# Input material
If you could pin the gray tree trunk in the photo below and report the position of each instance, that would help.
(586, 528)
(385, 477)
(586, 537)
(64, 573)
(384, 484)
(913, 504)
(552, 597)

--

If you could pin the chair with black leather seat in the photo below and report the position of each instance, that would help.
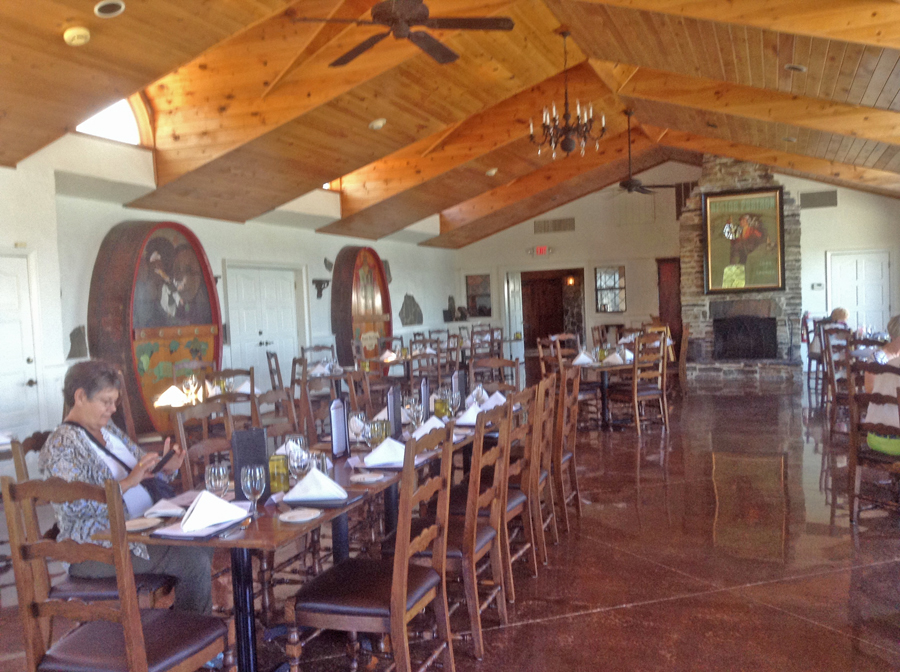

# What you are asked to do
Which lines of the material contain the word "help"? Show each of those lines in full, treating uppercase and lowercase as different.

# Reply to the task
If you could pin the gray tree trunk in the photo below and report the position of each instance, that would help.
If you could pin the chair with black leather seat in the photo below and report the position of each instance, that would help.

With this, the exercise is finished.